* Stated task A:
From the article on Benefit Corporations below, extract word for word everything from "Why am I writing" down to "like ideal B-Orgs.".
* Stated task B:
Name every well-known business that the article on Benefit Corporations below cites as a B-Corp.

* Text passage:
.....

Your Jewish Organization Needs to Think Like a B-Org

B-Corp-Circleby Nanette Fridman

Please indulge the lawyer in me while we talk a little corporate law. Over the last few years, some states have begun to offer what is called the Benefit Corporation or B-Corp. Originating in Maryland in 2010, the idea is that some companies are becoming a hybrid of for profit entities that offer some tangible public benefit. B-Corps define success as doing well and doing good.

While relatively immature in terms of case law, B-Corps are increasing in popularity and include many well-known businesses such as Patagonia, Method Products and Warby Parker. These organizations bridge the gap between for profit companies that may sometimes be forced to refrain from certain social initiatives in favor of the bottom line and nonprofit companies which are often restricted in their ability to raise capital to grow.

Statues authorizing B-corps differ by state. Generally speaking, the three common features of the B-Corp include the desire to (1) create a material public benefit (2) expand the company’s fiduciary duty to require consideration of non-financial societal and environmental interests and (3) publish an annual benefit report on its overall societal and environmental impact using third-party standards.

Why am I writing about this for eJewishPhilanthropy? I am not advocating for Jewish organizations or other nonprofit en masse to become B-Corps. I strongly believe in the purpose and importance of nonprofit organizations and see their contribution and role growing in our society. I want our organizations to behave like ideal B-Orgs.

The B-Corp strives to allow traditional businesses to also pursue a social mission. In the same vain, it is time for nonprofits to incorporate more traditional business behaviors while pursuing their social missions. Increasing competition and sophistication, shifts in the economy, and demographic changes require that our communal organizations evolve and adopt some business best-practices if they want to survive and thrive.

What are the characteristics of a fictional ideal B-Org?

  1. Product Definition: A B-Org clearly identifies, describes and markets its products.
  2. Market Research: Clients and markets are researched to understand their demographics, preferences and behaviors. Clients’ purchases or use of various products and feedback are tracked.

.....

* Data lines:
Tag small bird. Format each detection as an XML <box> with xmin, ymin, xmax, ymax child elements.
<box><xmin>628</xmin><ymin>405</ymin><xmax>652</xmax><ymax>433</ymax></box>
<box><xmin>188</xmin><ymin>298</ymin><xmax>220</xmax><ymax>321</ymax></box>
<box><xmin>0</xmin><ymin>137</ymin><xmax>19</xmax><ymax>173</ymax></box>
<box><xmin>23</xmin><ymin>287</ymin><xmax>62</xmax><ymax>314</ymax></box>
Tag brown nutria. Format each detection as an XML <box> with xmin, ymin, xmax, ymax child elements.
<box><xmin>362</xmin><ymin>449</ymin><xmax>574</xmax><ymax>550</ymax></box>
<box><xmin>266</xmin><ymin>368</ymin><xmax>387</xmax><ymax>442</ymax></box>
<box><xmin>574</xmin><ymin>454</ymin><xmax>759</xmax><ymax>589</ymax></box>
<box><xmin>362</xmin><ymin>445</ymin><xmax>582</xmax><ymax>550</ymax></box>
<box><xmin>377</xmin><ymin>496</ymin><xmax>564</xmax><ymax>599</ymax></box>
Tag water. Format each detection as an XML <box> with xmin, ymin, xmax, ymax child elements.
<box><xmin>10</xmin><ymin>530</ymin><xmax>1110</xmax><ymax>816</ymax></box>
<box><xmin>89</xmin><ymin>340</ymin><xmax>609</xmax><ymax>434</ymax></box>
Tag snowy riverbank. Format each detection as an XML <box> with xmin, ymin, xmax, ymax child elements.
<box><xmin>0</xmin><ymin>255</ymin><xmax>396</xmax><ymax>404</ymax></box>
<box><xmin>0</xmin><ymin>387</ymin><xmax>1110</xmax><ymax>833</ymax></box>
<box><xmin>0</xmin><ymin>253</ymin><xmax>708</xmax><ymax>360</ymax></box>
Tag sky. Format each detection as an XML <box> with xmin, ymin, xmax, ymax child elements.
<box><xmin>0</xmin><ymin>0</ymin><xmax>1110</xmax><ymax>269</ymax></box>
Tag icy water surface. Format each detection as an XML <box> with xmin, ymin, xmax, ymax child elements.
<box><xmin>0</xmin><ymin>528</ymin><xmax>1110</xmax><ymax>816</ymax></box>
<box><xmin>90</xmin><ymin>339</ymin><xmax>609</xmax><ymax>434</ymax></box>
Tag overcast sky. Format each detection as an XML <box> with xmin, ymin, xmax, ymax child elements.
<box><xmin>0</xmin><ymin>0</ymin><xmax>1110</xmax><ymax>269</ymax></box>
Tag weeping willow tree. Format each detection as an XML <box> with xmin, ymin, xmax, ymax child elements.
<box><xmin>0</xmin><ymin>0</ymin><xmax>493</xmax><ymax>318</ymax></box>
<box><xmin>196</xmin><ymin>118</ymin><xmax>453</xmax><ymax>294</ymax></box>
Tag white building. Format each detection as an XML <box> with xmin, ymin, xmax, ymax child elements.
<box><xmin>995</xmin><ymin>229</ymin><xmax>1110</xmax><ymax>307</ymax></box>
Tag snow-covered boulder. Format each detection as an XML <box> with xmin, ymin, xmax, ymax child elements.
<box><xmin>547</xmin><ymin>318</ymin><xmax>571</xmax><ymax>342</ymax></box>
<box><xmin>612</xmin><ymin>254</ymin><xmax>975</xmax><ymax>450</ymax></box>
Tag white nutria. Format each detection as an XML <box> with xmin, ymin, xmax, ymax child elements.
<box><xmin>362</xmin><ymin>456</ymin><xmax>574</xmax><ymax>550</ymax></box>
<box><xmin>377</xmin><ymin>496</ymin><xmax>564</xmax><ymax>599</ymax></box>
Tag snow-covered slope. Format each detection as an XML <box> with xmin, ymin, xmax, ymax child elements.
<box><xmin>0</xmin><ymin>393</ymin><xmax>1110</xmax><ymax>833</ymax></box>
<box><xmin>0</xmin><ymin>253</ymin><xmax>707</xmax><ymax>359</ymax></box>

.....

* Worked answer A:
Why am I writing about this for eJewishPhilanthropy? I am not advocating for Jewish organizations or other nonprofit en masse to become B-Corps. I strongly believe in the purpose and importance of nonprofit organizations and see their contribution and role growing in our society. I want our organizations to behave like ideal B-Orgs.

* Worked answer B:
Patagonia, Method Products, Warby Parker